* [TEXT EXCERPT]:
——————————

# Blue drywall lift



## 2buckcanuck (Jul 9, 2010)

I'm drywalling a house by myself, so A GC buddy of mine has lent me a drywall lift. It's a blue one, think it is called a Sonoma. I have only used a lift 3 times before in my life, it was yellow, and I only did ceilings with it.
when setting it up tonight, I tilted it to see how it works for walls. It sat at a 15 degree angle. Should they not tilt more than that???? like maybe 5 degrees, is that normal???? 
any tricks or things I should know when doing walls with these lifts. I know beggars can't be choosers, I got it lent to me for free. But I thought they would tilt more. Are the blue ones any good
I got to put up 54" 12 footers, getting to old to man handle those. God,,,,I had to use a wood "T" to throw up a eight footer today
sucks getting old.


----------



## ding (Jan 19, 2011)

just an amateur here but i pretty much hung my house by myself. the lift i had didnt tilt anymore than what yours seems to. i would roll mine up to the wall, put the brake on and push the rock to the wall. the little legs would hold the sheet pretty well and you could raise it up then as needed. the lift i was using was the cheap red one


----------



## moore (Dec 2, 2010)

——————————

* [PROBLEMS]:
[1] Rewrite everything in the drywall lift thread from "## 2buckcanuck (Jul" down to "(Jan 19, 2011)", replacing "yellow" with "orange".
[2] In the drywall lift thread, at what angle did the blue lift sit when the first poster tilted it for walls?
[3] Continue the drywall lift thread from where it stops.
The records have nothing to do with the drywall lift thread.

——————————

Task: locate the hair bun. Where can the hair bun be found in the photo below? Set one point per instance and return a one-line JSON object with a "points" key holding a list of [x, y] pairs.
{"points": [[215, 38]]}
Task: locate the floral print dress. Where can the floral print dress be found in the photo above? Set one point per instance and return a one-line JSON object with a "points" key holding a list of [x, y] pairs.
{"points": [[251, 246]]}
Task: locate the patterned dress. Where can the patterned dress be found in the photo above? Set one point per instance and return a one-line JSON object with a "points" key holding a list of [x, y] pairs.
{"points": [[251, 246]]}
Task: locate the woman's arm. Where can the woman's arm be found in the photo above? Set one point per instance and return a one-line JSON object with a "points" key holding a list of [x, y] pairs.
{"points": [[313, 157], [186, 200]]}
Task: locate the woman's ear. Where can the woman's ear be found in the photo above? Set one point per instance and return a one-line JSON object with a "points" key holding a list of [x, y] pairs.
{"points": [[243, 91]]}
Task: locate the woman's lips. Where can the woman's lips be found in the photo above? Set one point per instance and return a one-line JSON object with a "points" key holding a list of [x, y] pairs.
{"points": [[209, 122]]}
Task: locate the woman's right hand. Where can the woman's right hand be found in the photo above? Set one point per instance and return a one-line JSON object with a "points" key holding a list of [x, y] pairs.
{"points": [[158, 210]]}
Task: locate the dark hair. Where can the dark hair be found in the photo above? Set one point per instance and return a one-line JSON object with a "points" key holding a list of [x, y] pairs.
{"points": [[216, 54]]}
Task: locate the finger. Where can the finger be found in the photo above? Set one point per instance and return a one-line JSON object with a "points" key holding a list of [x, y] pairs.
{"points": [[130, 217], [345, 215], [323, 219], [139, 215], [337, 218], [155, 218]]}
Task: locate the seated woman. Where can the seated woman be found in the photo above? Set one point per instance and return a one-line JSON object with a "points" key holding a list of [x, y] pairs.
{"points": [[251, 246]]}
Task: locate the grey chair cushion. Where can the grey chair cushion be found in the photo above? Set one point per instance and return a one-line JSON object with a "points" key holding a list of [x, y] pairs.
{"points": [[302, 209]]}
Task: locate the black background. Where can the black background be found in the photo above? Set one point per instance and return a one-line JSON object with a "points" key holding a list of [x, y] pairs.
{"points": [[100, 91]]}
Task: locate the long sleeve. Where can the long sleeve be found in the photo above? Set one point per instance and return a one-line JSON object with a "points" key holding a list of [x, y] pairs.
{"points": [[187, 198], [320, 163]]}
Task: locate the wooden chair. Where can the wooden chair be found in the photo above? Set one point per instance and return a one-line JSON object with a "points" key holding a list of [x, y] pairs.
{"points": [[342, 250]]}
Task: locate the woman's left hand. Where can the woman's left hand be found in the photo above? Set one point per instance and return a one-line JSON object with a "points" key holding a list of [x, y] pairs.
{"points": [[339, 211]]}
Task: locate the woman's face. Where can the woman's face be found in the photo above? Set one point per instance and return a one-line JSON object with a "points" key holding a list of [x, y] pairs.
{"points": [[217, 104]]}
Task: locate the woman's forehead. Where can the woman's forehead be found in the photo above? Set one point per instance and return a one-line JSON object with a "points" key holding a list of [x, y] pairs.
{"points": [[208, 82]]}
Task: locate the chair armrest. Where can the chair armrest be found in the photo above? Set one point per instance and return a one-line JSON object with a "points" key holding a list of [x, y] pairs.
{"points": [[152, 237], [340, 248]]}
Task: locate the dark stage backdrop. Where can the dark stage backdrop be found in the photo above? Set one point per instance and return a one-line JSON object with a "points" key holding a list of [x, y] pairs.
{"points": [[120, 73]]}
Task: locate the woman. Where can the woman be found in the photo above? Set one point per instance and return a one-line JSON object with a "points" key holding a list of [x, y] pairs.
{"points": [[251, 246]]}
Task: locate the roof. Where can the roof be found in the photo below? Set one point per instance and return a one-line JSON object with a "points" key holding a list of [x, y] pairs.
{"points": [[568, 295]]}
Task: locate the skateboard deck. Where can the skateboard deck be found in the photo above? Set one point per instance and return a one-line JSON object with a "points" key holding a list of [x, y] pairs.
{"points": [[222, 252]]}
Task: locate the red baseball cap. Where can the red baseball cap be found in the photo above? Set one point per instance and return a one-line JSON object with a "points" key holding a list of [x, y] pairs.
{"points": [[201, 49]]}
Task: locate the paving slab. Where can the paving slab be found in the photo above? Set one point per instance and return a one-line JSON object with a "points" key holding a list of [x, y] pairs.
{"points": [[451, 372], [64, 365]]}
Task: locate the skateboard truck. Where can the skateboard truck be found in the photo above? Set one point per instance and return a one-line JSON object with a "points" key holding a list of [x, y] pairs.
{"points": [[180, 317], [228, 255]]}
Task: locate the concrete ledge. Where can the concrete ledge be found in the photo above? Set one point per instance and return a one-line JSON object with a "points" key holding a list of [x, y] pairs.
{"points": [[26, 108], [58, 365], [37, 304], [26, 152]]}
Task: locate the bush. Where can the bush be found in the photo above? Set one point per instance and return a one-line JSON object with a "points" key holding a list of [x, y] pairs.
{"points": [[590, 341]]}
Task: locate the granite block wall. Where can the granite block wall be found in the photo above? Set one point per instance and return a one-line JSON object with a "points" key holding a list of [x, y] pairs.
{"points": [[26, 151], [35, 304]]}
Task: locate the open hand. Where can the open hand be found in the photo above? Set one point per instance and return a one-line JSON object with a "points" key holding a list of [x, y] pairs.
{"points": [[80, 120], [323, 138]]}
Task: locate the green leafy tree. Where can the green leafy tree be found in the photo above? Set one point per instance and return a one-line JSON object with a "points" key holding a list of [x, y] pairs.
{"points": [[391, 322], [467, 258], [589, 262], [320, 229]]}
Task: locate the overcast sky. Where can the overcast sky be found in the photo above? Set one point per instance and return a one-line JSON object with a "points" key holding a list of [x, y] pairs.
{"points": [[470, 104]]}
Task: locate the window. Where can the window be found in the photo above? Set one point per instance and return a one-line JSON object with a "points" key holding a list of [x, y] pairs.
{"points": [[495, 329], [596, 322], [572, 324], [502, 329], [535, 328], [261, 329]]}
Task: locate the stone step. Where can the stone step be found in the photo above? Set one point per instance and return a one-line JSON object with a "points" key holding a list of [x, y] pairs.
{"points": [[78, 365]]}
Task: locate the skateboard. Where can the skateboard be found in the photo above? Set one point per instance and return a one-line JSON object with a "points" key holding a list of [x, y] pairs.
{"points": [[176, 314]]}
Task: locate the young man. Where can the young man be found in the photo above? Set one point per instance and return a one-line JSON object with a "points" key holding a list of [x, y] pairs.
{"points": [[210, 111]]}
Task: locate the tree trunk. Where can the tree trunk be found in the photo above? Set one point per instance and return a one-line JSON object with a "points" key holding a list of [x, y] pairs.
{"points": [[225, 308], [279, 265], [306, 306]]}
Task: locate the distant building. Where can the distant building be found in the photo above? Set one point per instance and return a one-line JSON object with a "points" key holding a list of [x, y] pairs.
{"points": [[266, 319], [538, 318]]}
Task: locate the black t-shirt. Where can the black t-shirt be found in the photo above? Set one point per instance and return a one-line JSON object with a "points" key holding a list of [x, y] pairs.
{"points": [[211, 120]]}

——————————

* [EXERCISE ANSWERS]:
[1]
## 2buckcanuck (Jul 9, 2010)

I'm drywalling a house by myself, so A GC buddy of mine has lent me a drywall lift. It's a blue one, think it is called a Sonoma. I have only used a lift 3 times before in my life, it was orange, and I only did ceilings with it.
when setting it up tonight, I tilted it to see how it works for walls. It sat at a 15 degree angle. Should they not tilt more than that???? like maybe 5 degrees, is that normal???? 
any tricks or things I should know when doing walls with these lifts. I know beggars can't be choosers, I got it lent to me for free. But I thought they would tilt more. Are the blue ones any good
I got to put up 54" 12 footers, getting to old to man handle those. God,,,,I had to use a wood "T" to throw up a eight footer today
sucks getting old.


----------



## ding (Jan 19, 2011)

[2] 15 degrees

[3]
hey old booger. a lift is slooow no matter what your age. it's a get all the sh!t out of way game. a f/n nail in the floor can cause a fit. on ceilings ,,
the wall to wall sheets are FUN . I call the hangers for 140-300 boards,,
there on it,,, I call them with 30-50 boards . not so johnny on the spot,,,
LIFT! 
blue ??? red ,, sucks ,,, yellow panel lift USA :yes:


----------



## 2buckcanuck (Jul 9, 2010)

moore said:


> hey old booger. a lift is slooow no matter what your age. it's a get all the sh!t out of way game. a f/n nail in the floor can cause a fit. on ceilings ,,
> the wall to wall sheets are FUN . I call the hangers for 140-300 boards,,
> there on it,,, I call them with 30-50 boards . not so johnny on the spot,,,
> LIFT!
> blue ??? red ,, sucks ,,, yellow panel lift USA :yes:


Well......I'm slowly getting the rock out of the way, I got to lug all the board upstairs, those 12's are a killer, I better lose 20 pds for my effort:furious:
Yes , I couldn't find the old post on lifts, I remember yellow is the best. But one is suppose to be really bad. I cant remember if it was the red or the blue one. I don't want to be killed by the damn thing.

Wheres Slimpickins when you need him, he's the expert on lifts, he's used all of them


----------



## boco (Oct 29, 2010)

Sounds like a good time to have tried the lightweight rock. Or if they get to heavy just cut them in half or even better 4 footers. Then say F the taper.. LOL


----------



## 2buckcanuck (Jul 9, 2010)

boco said:


> Sounds like a good time to have tried the lightweight rock. Or if they get to heavy just cut them in half or even better 4 footers. Then say F the taper.. LOL


Nope, I'm the taper

I don't think we can get that DW in Canada yet, but yes, that's a good point, I'm going to keep that in mind for the next time.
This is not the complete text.